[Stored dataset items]
###
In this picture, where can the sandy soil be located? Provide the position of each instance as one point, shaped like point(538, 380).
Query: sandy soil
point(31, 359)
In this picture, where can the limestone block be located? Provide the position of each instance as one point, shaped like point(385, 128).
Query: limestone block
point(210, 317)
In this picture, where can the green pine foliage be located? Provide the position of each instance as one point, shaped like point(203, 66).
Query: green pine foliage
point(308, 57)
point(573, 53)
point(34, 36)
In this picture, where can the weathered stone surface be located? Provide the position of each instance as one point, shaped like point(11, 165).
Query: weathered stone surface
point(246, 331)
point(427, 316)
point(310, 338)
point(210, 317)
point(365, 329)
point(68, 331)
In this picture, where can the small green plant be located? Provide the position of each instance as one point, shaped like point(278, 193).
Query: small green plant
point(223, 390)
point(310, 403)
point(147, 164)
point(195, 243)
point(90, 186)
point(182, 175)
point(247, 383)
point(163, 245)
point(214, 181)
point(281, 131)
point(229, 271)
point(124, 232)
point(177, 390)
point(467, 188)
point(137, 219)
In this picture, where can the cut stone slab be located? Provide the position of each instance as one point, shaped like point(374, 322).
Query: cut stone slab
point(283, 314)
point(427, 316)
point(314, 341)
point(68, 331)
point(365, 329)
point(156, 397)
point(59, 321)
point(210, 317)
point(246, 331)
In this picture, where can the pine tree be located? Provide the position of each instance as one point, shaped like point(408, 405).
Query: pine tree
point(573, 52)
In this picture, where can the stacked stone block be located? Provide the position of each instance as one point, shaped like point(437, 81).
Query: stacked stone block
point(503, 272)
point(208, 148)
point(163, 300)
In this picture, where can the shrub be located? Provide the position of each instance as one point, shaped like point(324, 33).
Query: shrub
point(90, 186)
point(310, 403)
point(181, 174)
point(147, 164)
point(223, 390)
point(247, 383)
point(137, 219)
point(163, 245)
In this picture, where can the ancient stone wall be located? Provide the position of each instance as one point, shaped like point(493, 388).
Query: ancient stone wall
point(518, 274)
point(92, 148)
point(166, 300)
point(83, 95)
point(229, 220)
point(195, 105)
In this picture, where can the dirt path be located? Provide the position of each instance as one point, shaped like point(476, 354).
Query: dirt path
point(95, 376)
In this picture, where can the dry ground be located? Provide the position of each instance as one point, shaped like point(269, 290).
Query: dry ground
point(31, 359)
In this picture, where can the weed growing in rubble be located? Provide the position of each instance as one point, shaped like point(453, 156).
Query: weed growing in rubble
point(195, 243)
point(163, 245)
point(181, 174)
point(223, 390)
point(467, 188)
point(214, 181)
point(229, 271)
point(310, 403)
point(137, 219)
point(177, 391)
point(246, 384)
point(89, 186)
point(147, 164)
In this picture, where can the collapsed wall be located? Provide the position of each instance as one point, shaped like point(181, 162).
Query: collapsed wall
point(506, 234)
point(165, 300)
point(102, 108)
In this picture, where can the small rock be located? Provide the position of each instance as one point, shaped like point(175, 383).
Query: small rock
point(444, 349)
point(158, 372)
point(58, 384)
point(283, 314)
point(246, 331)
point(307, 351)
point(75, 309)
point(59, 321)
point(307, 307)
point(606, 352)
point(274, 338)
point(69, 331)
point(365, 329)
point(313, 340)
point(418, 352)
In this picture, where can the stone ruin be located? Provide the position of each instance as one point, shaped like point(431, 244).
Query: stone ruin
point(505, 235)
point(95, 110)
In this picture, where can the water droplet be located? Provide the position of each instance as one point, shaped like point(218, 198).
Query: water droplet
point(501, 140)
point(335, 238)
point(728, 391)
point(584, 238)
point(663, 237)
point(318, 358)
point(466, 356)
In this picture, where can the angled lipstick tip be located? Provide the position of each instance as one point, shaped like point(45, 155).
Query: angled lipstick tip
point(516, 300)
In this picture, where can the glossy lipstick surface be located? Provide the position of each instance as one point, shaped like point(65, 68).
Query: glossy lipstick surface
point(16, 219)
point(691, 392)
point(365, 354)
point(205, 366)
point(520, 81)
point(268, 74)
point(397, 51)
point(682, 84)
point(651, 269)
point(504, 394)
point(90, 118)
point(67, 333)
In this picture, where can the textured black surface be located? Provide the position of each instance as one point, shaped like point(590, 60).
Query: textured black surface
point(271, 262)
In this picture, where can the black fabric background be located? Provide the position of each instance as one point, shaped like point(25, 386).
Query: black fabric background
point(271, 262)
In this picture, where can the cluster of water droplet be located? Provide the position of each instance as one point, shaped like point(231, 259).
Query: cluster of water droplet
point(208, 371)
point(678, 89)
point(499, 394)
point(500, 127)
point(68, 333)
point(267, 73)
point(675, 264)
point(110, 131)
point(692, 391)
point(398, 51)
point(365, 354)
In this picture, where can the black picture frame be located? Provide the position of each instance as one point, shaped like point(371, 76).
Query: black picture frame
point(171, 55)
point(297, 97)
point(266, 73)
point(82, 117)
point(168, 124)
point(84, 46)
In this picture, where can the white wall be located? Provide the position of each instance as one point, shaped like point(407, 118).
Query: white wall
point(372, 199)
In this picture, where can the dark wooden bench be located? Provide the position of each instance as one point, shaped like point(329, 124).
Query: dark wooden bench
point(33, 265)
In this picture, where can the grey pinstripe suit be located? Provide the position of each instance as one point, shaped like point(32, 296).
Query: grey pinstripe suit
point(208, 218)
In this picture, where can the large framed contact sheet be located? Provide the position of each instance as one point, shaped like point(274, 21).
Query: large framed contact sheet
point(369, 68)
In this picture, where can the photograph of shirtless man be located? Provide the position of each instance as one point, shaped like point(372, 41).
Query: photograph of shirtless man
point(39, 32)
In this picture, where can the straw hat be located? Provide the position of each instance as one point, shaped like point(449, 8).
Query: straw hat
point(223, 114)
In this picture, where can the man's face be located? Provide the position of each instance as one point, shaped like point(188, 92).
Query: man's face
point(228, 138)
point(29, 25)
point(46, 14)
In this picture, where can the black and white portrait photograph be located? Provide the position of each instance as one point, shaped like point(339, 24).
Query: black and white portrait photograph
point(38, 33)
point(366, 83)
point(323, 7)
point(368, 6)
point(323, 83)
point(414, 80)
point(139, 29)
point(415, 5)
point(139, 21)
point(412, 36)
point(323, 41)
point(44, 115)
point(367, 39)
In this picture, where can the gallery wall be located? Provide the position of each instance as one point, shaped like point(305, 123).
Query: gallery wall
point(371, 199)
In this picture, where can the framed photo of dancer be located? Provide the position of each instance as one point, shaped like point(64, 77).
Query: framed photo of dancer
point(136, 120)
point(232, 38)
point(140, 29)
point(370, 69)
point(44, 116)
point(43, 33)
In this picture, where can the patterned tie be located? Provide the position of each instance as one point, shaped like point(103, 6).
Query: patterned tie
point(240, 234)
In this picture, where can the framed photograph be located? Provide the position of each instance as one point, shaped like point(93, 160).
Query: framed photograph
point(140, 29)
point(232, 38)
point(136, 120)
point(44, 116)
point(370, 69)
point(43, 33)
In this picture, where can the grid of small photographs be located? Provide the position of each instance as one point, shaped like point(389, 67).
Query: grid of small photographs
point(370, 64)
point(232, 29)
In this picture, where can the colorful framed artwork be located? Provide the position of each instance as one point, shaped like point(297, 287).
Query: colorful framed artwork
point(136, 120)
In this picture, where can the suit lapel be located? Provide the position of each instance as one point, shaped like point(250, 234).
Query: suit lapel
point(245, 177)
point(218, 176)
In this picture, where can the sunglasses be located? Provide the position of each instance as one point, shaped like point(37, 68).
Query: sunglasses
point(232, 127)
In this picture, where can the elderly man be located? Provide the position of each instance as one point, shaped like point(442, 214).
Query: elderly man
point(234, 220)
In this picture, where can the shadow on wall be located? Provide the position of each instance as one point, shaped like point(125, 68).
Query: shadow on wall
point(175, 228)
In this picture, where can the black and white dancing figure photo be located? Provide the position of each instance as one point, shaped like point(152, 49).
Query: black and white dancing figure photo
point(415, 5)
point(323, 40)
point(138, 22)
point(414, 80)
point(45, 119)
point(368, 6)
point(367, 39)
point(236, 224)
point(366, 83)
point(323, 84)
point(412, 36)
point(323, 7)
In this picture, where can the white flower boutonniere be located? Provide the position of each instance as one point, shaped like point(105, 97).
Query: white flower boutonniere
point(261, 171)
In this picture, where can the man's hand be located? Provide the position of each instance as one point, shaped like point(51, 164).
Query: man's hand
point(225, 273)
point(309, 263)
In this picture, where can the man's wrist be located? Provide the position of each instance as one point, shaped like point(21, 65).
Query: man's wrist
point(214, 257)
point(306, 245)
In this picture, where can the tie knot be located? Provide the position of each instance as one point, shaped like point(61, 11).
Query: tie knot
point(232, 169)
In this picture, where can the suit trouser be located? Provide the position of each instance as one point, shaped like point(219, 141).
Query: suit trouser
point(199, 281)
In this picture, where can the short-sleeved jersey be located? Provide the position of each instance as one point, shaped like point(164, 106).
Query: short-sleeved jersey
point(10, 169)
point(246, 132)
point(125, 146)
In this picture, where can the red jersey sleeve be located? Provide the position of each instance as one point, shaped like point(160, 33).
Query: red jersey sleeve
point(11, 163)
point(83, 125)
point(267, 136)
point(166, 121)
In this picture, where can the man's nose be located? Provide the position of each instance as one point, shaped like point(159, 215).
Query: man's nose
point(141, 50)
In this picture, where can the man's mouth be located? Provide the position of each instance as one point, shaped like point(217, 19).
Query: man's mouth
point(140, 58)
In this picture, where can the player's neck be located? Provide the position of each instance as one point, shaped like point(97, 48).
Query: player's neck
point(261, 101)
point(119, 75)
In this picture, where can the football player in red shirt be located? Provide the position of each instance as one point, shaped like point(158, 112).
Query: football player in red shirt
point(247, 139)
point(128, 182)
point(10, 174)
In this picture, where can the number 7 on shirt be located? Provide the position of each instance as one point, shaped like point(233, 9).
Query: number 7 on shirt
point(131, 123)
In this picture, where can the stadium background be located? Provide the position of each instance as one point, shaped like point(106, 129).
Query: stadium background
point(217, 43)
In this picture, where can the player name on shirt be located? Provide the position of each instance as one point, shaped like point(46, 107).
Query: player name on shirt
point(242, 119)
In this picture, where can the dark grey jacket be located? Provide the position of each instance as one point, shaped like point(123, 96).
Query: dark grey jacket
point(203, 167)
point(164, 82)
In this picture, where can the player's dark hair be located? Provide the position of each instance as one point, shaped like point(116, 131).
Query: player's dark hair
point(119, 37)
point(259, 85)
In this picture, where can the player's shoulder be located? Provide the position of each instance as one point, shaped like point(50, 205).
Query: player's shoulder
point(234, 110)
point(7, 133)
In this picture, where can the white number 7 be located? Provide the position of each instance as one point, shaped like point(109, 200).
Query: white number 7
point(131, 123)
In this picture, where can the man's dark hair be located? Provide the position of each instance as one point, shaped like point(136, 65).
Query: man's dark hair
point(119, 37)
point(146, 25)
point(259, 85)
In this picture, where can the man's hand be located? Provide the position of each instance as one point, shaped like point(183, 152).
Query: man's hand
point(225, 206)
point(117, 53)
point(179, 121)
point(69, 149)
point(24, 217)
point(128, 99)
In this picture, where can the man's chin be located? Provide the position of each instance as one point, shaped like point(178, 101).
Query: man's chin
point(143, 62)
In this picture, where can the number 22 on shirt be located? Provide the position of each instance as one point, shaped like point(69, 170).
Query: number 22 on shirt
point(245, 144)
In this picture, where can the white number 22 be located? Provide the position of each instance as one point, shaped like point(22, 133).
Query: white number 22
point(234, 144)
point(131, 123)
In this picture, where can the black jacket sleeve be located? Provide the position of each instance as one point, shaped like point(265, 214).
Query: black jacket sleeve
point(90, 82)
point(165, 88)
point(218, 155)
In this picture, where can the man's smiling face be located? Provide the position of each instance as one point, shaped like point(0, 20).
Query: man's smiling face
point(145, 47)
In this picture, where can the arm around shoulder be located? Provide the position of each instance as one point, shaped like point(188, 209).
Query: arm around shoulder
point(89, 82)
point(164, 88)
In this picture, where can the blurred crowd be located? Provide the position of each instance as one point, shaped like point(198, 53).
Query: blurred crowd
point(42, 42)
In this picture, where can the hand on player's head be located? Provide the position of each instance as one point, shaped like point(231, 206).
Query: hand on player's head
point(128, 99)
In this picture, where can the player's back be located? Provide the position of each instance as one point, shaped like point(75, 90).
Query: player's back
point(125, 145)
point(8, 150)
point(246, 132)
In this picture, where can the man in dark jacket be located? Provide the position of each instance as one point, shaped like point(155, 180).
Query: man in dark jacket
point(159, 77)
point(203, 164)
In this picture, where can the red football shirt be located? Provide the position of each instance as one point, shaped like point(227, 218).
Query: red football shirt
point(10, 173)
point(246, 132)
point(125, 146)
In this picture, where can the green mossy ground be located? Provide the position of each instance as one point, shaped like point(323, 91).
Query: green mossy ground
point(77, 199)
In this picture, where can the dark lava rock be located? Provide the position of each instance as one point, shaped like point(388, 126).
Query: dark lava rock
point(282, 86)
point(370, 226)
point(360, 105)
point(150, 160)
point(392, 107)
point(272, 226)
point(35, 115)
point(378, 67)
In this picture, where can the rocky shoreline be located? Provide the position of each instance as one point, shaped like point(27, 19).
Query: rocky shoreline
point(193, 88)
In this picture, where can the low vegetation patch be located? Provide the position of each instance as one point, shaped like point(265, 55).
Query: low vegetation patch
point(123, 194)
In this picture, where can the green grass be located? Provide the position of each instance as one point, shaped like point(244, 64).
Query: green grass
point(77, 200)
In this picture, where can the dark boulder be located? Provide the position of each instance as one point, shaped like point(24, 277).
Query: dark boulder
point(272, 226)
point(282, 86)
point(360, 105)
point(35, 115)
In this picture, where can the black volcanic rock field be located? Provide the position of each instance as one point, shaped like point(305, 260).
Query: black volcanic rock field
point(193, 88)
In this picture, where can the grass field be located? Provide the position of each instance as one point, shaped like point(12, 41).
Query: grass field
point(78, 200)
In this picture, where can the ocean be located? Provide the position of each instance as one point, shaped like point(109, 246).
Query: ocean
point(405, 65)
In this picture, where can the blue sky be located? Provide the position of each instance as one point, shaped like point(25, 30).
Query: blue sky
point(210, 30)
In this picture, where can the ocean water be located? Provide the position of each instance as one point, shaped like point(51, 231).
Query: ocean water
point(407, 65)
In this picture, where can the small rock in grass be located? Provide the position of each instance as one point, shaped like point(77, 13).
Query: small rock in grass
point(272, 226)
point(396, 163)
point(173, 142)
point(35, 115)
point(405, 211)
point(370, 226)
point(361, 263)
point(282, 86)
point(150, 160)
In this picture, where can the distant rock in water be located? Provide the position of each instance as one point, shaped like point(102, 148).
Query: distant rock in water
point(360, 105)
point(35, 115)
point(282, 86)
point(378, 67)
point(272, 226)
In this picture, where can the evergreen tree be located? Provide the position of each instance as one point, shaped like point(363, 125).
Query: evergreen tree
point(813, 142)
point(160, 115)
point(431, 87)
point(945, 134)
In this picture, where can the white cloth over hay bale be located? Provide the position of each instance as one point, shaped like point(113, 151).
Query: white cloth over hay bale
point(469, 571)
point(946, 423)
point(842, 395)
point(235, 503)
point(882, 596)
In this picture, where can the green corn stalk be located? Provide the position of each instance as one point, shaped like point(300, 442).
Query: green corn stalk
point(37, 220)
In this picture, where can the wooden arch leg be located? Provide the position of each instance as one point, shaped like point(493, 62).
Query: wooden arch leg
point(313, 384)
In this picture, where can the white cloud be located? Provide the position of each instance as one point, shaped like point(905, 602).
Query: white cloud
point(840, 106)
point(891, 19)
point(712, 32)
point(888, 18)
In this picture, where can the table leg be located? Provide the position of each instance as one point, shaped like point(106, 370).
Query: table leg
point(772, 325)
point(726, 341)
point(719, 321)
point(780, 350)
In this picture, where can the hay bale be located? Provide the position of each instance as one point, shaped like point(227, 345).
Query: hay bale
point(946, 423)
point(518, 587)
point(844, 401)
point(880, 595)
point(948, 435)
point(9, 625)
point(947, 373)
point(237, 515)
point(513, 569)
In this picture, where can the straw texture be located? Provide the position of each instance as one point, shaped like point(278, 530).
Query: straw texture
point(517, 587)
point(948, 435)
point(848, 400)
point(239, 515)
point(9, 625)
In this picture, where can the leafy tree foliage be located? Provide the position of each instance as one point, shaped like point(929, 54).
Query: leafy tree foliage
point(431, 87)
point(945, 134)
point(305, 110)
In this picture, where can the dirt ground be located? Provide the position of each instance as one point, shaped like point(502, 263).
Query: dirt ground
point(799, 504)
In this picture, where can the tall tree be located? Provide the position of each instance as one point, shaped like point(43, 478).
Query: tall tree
###
● **What is required**: Write down, word for word, the lines above from the one containing "In this picture, where can the ocean water" through the one containing "In this picture, where can the small rock in", both ends included.

● **Problem solution**:
In this picture, where can the ocean water be located? Provide the position of each instance as one point, shaped like point(51, 231).
Query: ocean water
point(407, 65)
In this picture, where can the small rock in grass be located? Provide the position of each instance as one point, shaped like point(77, 13).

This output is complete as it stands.